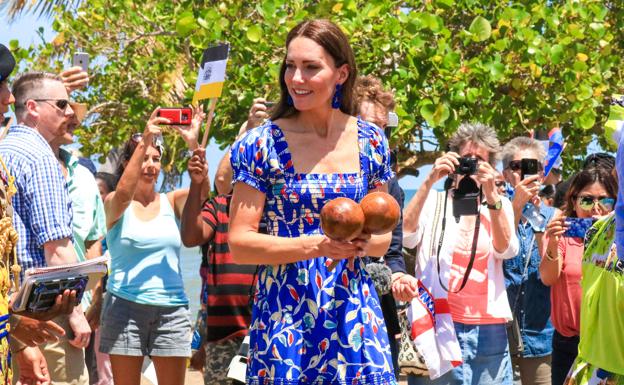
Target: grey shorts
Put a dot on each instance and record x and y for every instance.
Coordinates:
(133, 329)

---

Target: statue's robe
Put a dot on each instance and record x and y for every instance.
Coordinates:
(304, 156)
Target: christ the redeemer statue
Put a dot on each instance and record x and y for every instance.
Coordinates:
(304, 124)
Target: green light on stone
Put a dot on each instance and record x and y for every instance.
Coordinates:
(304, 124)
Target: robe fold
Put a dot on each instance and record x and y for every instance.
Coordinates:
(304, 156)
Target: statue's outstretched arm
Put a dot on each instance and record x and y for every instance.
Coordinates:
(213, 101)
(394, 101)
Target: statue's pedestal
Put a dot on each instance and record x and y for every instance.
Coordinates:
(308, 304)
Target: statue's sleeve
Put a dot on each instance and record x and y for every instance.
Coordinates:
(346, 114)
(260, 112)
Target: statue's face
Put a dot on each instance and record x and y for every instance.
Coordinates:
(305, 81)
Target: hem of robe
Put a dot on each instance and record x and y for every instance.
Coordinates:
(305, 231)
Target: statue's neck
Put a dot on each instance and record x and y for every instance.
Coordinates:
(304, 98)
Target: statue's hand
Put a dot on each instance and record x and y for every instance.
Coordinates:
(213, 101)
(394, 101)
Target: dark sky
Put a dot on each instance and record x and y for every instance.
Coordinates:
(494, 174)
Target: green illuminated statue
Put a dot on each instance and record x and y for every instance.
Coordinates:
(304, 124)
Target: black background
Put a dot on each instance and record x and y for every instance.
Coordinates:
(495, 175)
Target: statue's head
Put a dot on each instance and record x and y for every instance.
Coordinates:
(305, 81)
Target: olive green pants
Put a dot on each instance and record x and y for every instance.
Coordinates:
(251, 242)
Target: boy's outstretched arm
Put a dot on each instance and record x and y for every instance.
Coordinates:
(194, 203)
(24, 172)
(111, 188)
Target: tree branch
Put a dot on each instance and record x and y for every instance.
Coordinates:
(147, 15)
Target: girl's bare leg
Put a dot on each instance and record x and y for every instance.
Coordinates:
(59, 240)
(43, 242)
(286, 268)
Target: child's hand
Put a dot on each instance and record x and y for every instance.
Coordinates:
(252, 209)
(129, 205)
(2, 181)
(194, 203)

**ENUNCIADO:** Reúna todas as linhas dos itens acima em que aparece a palavra “statue”.

**RESOLUÇÃO:**
Target: statue's robe
Target: christ the redeemer statue
Target: statue's outstretched arm
Target: statue's pedestal
Target: statue's sleeve
Target: statue's face
Target: statue's neck
Target: statue's hand
Target: green illuminated statue
Target: statue's head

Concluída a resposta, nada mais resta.